[Items excerpted from a collection]
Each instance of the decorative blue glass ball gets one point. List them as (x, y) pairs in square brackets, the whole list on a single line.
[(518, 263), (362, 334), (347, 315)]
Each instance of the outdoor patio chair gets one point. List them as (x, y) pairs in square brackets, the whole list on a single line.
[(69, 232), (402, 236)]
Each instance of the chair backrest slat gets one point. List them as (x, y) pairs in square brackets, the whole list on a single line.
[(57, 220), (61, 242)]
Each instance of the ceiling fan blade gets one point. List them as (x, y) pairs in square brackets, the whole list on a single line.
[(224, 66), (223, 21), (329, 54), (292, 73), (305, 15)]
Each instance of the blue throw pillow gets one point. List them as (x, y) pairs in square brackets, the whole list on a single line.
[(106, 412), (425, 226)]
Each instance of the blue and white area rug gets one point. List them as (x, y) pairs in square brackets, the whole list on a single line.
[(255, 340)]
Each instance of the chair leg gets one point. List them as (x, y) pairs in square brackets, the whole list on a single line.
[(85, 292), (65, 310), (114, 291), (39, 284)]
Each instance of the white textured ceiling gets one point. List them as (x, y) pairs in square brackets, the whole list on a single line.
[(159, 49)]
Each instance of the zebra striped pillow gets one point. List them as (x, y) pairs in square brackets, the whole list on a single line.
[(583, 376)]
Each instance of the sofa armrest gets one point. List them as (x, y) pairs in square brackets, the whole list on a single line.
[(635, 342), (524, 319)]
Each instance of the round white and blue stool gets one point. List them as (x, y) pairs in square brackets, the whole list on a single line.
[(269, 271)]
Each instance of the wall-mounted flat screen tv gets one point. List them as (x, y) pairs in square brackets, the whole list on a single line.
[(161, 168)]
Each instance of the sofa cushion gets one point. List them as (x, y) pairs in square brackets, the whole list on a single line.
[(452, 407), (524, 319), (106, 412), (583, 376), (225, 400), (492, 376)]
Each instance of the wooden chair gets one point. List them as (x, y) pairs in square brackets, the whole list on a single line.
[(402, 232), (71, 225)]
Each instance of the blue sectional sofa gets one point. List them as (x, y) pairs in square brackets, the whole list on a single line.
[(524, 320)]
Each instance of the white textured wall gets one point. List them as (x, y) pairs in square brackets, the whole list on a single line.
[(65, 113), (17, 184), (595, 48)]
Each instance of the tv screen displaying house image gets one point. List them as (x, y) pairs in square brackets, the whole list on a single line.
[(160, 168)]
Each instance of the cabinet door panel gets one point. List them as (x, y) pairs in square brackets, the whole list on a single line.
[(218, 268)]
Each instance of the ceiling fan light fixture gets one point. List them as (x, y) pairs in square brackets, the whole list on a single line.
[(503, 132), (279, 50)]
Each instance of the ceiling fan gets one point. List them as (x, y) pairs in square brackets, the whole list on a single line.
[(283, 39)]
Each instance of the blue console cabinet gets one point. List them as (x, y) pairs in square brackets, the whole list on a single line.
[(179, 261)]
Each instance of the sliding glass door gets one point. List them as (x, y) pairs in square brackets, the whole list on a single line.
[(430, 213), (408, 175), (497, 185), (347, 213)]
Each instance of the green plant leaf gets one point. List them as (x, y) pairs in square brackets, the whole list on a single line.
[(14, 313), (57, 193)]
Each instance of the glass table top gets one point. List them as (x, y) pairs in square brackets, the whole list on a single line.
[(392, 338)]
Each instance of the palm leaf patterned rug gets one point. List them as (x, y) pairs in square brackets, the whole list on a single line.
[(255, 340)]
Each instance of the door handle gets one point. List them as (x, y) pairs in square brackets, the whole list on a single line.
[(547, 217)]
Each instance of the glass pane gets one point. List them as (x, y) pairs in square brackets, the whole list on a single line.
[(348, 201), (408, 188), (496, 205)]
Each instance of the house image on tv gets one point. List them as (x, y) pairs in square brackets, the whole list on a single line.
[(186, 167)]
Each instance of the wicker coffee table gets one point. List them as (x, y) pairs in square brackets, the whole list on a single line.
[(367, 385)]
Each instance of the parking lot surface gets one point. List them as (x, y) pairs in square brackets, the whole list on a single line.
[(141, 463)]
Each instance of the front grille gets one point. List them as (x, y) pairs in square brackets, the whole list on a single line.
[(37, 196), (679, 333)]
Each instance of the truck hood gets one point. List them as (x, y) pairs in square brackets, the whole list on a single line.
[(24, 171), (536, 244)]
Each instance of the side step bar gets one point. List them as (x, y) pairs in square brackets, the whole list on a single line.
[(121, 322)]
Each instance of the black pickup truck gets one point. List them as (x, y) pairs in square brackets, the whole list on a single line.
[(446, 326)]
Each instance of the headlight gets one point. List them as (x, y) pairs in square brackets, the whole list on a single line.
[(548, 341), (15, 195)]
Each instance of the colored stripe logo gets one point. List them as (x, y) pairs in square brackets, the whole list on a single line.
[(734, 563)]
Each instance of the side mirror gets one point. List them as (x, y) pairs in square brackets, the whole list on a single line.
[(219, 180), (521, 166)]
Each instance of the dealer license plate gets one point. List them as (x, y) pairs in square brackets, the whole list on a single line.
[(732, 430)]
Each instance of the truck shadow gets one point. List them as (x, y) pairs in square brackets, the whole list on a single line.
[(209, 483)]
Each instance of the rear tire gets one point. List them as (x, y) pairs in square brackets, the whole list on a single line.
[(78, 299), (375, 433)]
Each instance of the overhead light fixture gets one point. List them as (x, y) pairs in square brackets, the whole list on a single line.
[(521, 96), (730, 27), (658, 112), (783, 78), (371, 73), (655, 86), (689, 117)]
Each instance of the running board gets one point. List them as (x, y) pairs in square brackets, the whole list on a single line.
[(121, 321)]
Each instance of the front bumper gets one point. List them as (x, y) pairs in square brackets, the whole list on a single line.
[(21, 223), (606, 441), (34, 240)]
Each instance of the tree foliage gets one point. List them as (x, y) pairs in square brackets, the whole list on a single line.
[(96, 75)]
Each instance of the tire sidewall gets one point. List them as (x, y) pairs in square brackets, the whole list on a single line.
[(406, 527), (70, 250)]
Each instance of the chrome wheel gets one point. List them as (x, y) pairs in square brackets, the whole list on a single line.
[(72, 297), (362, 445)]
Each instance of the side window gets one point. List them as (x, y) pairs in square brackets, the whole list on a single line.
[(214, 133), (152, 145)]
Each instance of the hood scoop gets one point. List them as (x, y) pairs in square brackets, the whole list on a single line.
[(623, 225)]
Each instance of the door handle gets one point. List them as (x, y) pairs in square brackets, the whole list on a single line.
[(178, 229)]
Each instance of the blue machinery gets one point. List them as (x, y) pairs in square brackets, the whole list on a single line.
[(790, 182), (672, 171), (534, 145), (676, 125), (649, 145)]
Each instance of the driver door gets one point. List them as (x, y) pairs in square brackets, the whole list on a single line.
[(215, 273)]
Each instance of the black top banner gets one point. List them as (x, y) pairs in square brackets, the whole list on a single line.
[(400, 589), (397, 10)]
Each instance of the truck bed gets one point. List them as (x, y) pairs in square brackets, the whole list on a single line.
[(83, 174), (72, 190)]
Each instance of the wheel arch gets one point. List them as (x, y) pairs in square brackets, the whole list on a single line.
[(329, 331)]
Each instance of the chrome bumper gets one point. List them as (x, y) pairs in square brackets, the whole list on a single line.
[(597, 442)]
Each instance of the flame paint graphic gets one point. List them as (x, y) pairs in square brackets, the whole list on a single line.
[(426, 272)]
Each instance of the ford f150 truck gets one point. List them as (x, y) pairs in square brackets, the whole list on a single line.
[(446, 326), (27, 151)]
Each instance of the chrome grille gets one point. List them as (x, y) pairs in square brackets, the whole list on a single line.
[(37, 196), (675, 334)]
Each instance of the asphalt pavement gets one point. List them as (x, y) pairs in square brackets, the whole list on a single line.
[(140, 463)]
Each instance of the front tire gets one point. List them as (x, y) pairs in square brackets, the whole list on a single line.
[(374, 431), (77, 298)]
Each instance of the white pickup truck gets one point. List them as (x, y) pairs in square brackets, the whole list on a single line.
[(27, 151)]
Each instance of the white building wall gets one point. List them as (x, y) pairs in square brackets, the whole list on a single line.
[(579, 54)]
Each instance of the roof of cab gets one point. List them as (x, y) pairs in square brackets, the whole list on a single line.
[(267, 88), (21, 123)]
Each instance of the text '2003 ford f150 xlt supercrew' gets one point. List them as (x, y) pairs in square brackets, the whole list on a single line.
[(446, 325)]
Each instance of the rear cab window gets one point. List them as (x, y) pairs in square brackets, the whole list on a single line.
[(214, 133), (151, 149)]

• _DO THIS_: Copy out, word for word, the stretch of items above from the line containing "Each instance of the blue machinery" through the line containing "[(215, 273)]".

• _THE COMPLETED TASK_:
Each instance of the blue machinery gets one point. List them as (x, y) pairs in square brackets, the whole list on a single line.
[(790, 182), (672, 171), (534, 145), (676, 125), (649, 145)]
Each instance of the driver door gets one point. List them as (x, y) pairs in square brackets, the whole list on a single line.
[(215, 273)]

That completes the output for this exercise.